Given problem =
Please render every line of the rows below as a Markdown table with the columns No. and Line, numbering each line in turn. Skip blank lines, and leave the pictures out of the table.

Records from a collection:
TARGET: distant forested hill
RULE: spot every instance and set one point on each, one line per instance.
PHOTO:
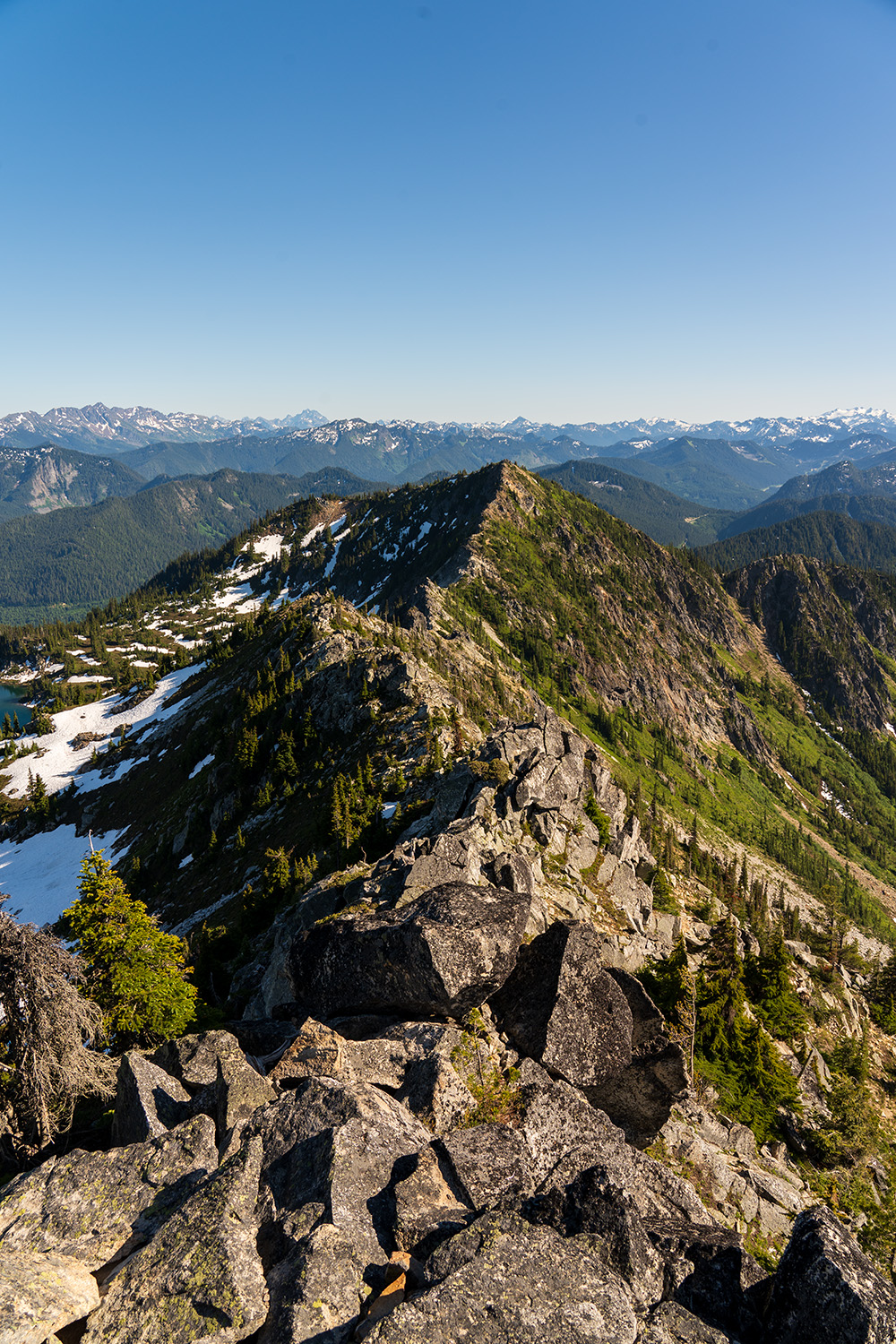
(75, 558)
(47, 478)
(831, 538)
(664, 516)
(864, 508)
(710, 470)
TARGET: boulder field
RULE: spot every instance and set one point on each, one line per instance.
(441, 1137)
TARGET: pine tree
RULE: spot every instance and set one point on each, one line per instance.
(720, 994)
(771, 991)
(134, 969)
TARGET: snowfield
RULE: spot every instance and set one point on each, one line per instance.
(58, 762)
(40, 875)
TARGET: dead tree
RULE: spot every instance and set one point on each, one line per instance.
(45, 1030)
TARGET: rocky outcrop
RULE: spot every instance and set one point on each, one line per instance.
(148, 1101)
(594, 1027)
(562, 1008)
(826, 1290)
(99, 1207)
(484, 1290)
(202, 1276)
(441, 954)
(42, 1293)
(338, 1214)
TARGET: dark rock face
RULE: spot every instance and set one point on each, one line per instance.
(441, 954)
(427, 1207)
(640, 1097)
(316, 1290)
(148, 1101)
(194, 1059)
(826, 1290)
(484, 1292)
(492, 1163)
(564, 1010)
(712, 1273)
(594, 1203)
(341, 1147)
(672, 1324)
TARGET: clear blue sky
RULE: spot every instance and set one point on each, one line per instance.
(465, 209)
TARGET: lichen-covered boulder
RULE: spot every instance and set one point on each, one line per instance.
(435, 1091)
(490, 1161)
(826, 1290)
(440, 954)
(99, 1206)
(641, 1096)
(201, 1276)
(316, 1051)
(715, 1277)
(194, 1059)
(236, 1094)
(672, 1324)
(594, 1204)
(427, 1206)
(504, 1279)
(560, 1007)
(42, 1293)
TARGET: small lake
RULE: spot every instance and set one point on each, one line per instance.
(11, 703)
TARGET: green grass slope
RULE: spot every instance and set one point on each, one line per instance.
(72, 559)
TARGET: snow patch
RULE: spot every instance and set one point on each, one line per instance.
(40, 874)
(199, 766)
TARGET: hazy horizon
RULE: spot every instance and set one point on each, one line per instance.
(449, 211)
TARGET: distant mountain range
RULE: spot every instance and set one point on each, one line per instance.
(97, 429)
(807, 441)
(56, 566)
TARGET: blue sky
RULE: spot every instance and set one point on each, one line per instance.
(466, 209)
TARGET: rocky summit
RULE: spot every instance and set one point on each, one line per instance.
(538, 892)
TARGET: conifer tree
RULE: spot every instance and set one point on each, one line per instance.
(134, 969)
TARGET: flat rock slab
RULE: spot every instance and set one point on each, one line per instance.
(560, 1007)
(440, 954)
(99, 1206)
(504, 1281)
(42, 1293)
(826, 1290)
(201, 1276)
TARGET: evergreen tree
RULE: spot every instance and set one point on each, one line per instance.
(45, 1029)
(720, 994)
(770, 988)
(134, 969)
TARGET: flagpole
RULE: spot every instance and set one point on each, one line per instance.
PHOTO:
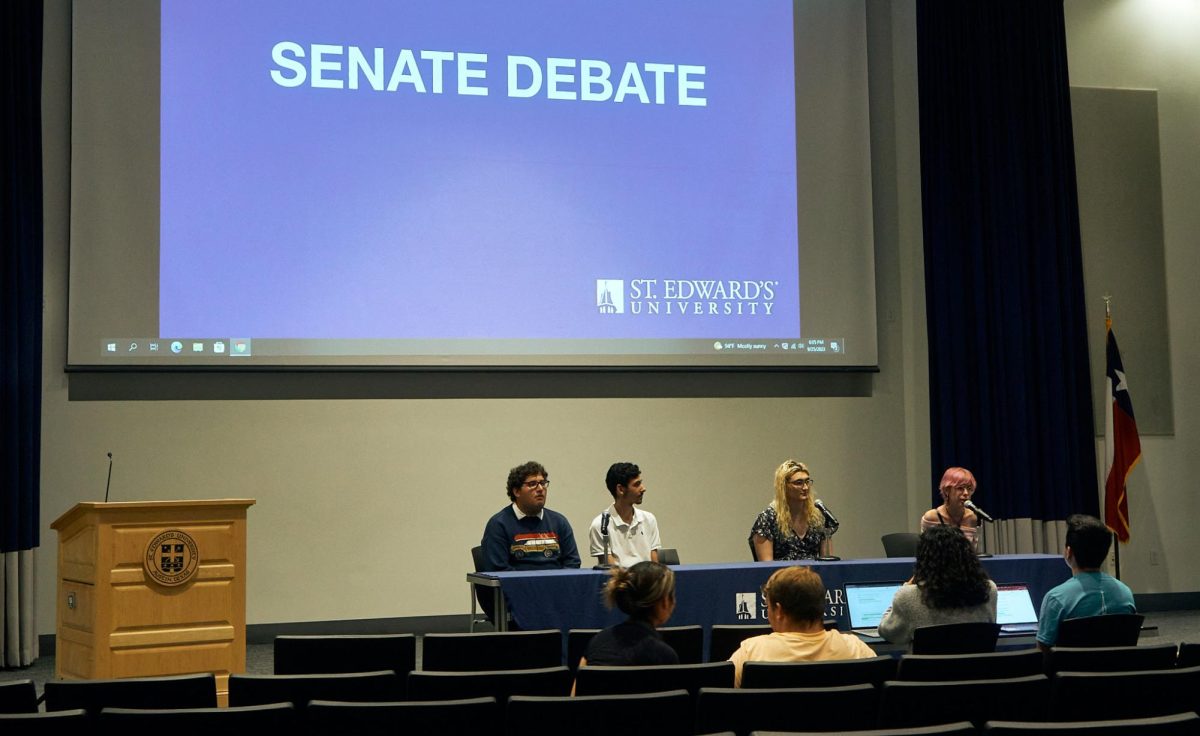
(1116, 540)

Answer =
| No. | Line |
|---|---|
| 1 | TARGET: distant forested hill |
| 2 | RULE: spot every instance and set one point on each, one line per instance. |
| 3 | PHOTO: |
| 4 | (75, 558) |
| 5 | (47, 478) |
| 6 | (831, 538) |
| 7 | (664, 516) |
| 8 | (864, 508) |
| 9 | (710, 470) |
| 10 | TARGET: boulder field |
| 11 | RULE: spot every instance and set one point on each, one line per instance. |
| 12 | (441, 1137) |
| 13 | TARGET: pine tree |
| 14 | RULE: spot every instance and set one point on each, one line per instance. |
| 15 | (720, 994) |
| 16 | (771, 991) |
| 17 | (134, 969) |
| 18 | TARGET: snowfield |
| 19 | RULE: spot every instance and set one point on each, one line per instance. |
| 20 | (58, 762) |
| 21 | (40, 875) |
| 22 | TARGET: dead tree |
| 23 | RULE: spot every instance and set one point on each, one line per instance. |
| 24 | (45, 1030) |
| 25 | TARGET: rocky outcrop |
| 26 | RULE: spot every instance and set one point on each, one line per instance. |
| 27 | (148, 1101) |
| 28 | (594, 1027) |
| 29 | (562, 1008) |
| 30 | (826, 1290) |
| 31 | (99, 1207) |
| 32 | (484, 1290) |
| 33 | (202, 1276) |
| 34 | (441, 954) |
| 35 | (42, 1293) |
| 36 | (338, 1214) |
| 37 | TARGET: dark rock face |
| 38 | RULE: spot every instance and set one point on each, one line per instance. |
| 39 | (441, 954) |
| 40 | (427, 1207) |
| 41 | (640, 1097) |
| 42 | (316, 1290) |
| 43 | (148, 1101) |
| 44 | (194, 1059) |
| 45 | (826, 1290) |
| 46 | (484, 1292) |
| 47 | (492, 1163) |
| 48 | (564, 1010) |
| 49 | (712, 1273) |
| 50 | (594, 1203) |
| 51 | (341, 1147) |
| 52 | (672, 1324) |
| 53 | TARGET: clear blue sky |
| 54 | RULE: spot every instance and set one point on each, one line per instance. |
| 55 | (465, 209) |
| 56 | TARGET: lichen-covered boulder |
| 57 | RULE: spot every instance and set one point on each, one line per instance. |
| 58 | (435, 1091) |
| 59 | (490, 1161) |
| 60 | (826, 1290) |
| 61 | (440, 954) |
| 62 | (99, 1206) |
| 63 | (641, 1096) |
| 64 | (201, 1276) |
| 65 | (316, 1051) |
| 66 | (715, 1277) |
| 67 | (194, 1059) |
| 68 | (236, 1094) |
| 69 | (672, 1324) |
| 70 | (594, 1204) |
| 71 | (427, 1206) |
| 72 | (504, 1279) |
| 73 | (560, 1007) |
| 74 | (42, 1293) |
| 75 | TARGET: small lake |
| 76 | RULE: spot every instance and set one point on each, one line per instance. |
| 77 | (11, 703) |
| 78 | TARGET: green grass slope |
| 79 | RULE: spot every instance and set one point on each, one line per instance. |
| 80 | (72, 559) |
| 81 | TARGET: snow patch |
| 82 | RULE: spot every instance and set one point on each, one line per instance. |
| 83 | (40, 874) |
| 84 | (199, 766) |
| 85 | TARGET: hazy horizon |
| 86 | RULE: spot every instance and set one point on each, one line per instance. |
| 87 | (449, 211) |
| 88 | TARGET: distant mountain range |
| 89 | RULE: spot every instance and set one point on each, one line per instance. |
| 90 | (97, 429) |
| 91 | (807, 441) |
| 92 | (56, 566) |
| 93 | TARGET: blue sky |
| 94 | RULE: spot every instance and set one point on each, one line per instance. |
| 95 | (466, 209) |
| 96 | TARGET: rocky summit |
| 97 | RULE: spot every instance and set one point on each, one line per instance. |
| 98 | (538, 892) |
| 99 | TARGET: conifer tree |
| 100 | RULE: spot every instance and set one point on each, one line per instance. |
| 101 | (134, 969) |
| 102 | TARGET: flat rock slab |
| 103 | RULE: spot every instance and set one point on each, one line per instance. |
| 104 | (560, 1007) |
| 105 | (440, 954) |
| 106 | (99, 1206) |
| 107 | (504, 1281) |
| 108 | (42, 1293) |
| 109 | (826, 1290) |
| 110 | (201, 1276) |
| 111 | TARGET: evergreen tree |
| 112 | RULE: spot every instance and set one point on each, one line per instance. |
| 113 | (45, 1029) |
| 114 | (720, 994) |
| 115 | (770, 988) |
| 116 | (134, 969) |
| 117 | TARGET: flagpole |
| 118 | RULE: spot every instance and set one point on each, one line per instance. |
| 119 | PHOTO: |
| 120 | (1116, 540) |